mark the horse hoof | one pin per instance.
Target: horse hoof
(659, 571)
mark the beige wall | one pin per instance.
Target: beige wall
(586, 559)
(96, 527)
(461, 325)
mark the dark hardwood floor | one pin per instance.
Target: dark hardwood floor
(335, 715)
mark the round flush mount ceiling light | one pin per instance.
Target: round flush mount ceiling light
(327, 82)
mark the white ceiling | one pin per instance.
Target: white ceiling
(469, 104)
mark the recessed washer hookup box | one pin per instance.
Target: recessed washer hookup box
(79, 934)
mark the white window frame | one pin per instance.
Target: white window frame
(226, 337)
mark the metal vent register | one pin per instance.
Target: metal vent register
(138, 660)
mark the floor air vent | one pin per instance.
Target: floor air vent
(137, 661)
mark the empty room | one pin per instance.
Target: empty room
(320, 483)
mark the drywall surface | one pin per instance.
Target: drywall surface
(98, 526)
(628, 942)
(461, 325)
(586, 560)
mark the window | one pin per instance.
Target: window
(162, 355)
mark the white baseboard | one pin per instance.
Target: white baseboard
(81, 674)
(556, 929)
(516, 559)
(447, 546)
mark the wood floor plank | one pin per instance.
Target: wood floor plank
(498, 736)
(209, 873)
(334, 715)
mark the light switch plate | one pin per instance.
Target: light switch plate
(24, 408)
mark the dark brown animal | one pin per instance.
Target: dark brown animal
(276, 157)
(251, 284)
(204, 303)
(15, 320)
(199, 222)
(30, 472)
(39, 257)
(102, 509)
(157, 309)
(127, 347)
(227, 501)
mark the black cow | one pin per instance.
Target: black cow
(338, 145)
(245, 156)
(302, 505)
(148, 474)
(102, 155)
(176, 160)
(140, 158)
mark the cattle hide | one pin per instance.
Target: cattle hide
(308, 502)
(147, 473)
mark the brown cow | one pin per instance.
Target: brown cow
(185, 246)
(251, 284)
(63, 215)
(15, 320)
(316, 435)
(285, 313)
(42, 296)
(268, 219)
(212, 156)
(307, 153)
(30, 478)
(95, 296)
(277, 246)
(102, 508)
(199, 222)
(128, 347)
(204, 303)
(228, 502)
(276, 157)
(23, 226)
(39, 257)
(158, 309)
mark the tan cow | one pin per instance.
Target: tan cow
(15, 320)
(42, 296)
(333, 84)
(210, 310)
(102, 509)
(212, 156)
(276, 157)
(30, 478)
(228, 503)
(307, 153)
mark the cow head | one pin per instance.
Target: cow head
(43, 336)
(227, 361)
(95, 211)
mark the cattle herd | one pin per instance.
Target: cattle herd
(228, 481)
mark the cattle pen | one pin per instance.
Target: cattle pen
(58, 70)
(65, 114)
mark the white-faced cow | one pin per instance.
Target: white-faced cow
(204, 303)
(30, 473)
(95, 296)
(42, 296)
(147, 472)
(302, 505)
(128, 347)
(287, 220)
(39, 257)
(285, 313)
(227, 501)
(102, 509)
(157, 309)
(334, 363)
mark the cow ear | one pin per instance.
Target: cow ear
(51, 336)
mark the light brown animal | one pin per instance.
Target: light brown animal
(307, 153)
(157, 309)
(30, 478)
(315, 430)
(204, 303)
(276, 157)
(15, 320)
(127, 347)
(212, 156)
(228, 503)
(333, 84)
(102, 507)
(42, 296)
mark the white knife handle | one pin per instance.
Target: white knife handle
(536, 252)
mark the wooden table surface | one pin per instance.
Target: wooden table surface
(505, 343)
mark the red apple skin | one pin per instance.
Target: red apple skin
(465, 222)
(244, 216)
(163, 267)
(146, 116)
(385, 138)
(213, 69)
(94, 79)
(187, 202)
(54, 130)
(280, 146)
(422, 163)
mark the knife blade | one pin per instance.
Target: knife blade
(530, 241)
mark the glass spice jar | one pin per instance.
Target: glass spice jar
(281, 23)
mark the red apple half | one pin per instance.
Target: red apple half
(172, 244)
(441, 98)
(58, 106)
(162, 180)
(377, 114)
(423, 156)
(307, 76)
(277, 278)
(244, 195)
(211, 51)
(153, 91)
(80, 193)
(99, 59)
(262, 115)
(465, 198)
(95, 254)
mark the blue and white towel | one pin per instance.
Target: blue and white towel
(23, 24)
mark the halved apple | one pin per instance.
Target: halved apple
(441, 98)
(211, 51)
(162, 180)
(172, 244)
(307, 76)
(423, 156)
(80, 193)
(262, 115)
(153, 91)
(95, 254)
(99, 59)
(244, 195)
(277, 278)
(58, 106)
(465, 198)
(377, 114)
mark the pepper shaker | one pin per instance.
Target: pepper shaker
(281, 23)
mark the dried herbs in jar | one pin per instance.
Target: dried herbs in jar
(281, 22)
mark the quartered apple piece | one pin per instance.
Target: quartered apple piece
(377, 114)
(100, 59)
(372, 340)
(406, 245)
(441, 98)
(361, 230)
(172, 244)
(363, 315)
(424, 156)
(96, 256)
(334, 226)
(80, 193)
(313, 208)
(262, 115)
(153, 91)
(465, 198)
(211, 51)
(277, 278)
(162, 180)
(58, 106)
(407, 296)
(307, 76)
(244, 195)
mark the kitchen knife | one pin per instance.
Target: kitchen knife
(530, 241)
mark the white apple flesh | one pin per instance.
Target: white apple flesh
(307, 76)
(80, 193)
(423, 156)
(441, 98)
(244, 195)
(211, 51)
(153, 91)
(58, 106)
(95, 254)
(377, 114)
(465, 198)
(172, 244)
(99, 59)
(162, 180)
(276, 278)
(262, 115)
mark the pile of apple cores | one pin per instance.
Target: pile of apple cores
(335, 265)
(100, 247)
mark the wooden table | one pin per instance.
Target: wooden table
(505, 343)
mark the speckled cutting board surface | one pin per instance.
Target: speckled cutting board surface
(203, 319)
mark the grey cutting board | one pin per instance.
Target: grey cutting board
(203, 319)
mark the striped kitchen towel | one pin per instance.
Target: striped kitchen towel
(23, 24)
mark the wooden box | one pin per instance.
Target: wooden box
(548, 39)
----------------------------------------
→ The exercise: Please render the rows as a two-column CSV with the header names "instruction" and "pins", starting at the line containing "mark the pepper" and ending at the last row. Give one CSV line per row, putting its text and its answer each in a single quoted field with any line breaks replaced by spaces.

→ Complete response:
instruction,pins
"mark the pepper shaker | one pin per instance. Target: pepper shaker","(281, 23)"
"mark the dried herbs in jar | one pin per instance. Target: dried herbs in jar","(281, 22)"
"mark the quartered apple piece | one pin per instance. Target: quartered apple piece","(377, 114) (100, 59) (372, 340) (406, 245) (441, 98) (361, 230) (172, 244) (363, 315) (424, 156) (96, 256) (334, 226) (80, 193) (313, 208) (262, 115) (153, 91) (465, 198) (211, 51) (277, 278) (162, 180) (58, 106) (407, 296) (307, 76) (244, 195)"
"mark the kitchen knife | one pin per instance. Target: kitchen knife","(530, 241)"
"mark the white apple flesh | one pin per instance. Target: white apple flesh","(307, 76) (80, 193) (423, 156) (441, 98) (244, 195) (211, 51) (153, 91) (58, 106) (95, 254) (377, 114) (465, 198) (172, 244) (99, 59) (162, 180) (276, 278) (262, 115)"
"mark the pile of apple cores | one pin per instance. Target: pile of apple cores","(335, 265) (100, 247)"
"mark the wooden table | one pin per instance. Target: wooden table","(505, 343)"
"mark the speckled cutting board surface | one pin per instance. Target: speckled cutting board surface","(203, 319)"
"mark the grey cutting board | one pin per instance. Target: grey cutting board","(203, 319)"
"mark the striped kitchen towel | one pin per instance. Target: striped kitchen towel","(23, 24)"
"mark the wooden box | one pin per instance. Target: wooden box","(548, 39)"